- Prompt:
Within the entries below, the lines from the one with "of the drift" through the one with "the illuminated window" are to be set down exactly, both ends kept.

== Records provided ==

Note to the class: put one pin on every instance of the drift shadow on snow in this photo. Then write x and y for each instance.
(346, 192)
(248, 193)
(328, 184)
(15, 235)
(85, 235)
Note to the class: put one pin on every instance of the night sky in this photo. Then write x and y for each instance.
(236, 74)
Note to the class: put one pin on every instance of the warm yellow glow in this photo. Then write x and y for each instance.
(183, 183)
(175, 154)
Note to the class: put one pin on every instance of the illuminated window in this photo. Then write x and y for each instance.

===
== Records provided ==

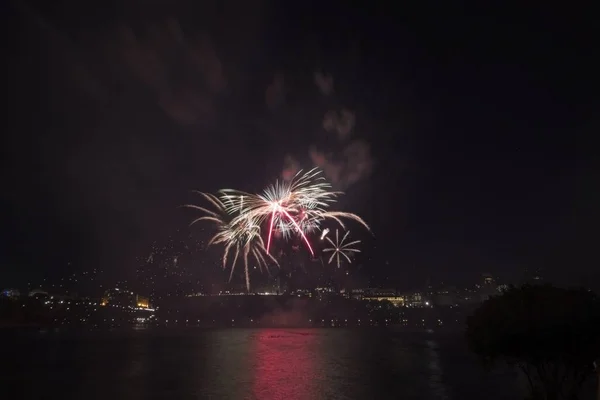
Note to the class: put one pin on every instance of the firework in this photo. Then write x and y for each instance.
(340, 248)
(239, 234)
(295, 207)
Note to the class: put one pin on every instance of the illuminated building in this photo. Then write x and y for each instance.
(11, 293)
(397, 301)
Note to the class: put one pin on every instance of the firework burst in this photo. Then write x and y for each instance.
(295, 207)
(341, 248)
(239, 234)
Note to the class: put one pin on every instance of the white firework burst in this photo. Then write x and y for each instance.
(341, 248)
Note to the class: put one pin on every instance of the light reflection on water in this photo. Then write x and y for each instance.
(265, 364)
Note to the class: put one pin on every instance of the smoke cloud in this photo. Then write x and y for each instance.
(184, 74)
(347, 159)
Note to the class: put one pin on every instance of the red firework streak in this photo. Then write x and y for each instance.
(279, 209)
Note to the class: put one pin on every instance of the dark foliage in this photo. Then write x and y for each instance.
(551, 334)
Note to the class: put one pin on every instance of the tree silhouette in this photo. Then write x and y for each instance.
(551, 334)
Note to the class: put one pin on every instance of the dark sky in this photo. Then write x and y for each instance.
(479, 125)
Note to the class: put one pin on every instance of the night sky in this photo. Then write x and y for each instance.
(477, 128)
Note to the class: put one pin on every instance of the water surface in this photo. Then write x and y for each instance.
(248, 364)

===
== Records provided ==

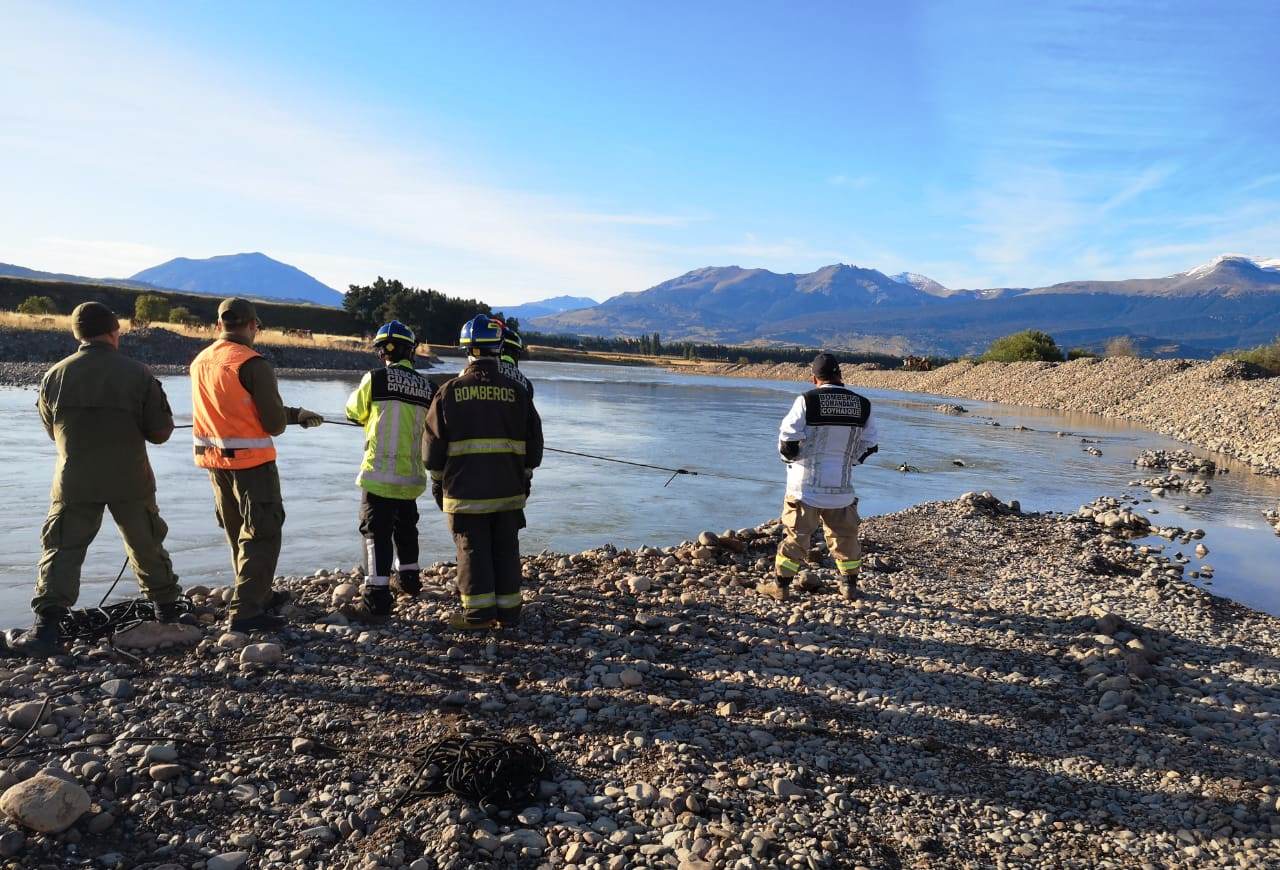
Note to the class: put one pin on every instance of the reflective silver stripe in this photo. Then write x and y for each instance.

===

- Reply:
Note to the class: put one pin on every instance of the drift shadow on snow in this photo. Then write x and y for each instance.
(346, 192)
(248, 193)
(328, 184)
(15, 235)
(85, 235)
Note to the class: put one pin on every instance of the night sky in this photo. Then write x and y for each instance.
(236, 74)
Note to the class: put one pin on every instance of the warm yellow glow in this photo. Then write x and y for each instance.
(183, 183)
(175, 154)
Note to the class: put one pin on every instance of the illuminated window in this photo. Then write x and y for each instance.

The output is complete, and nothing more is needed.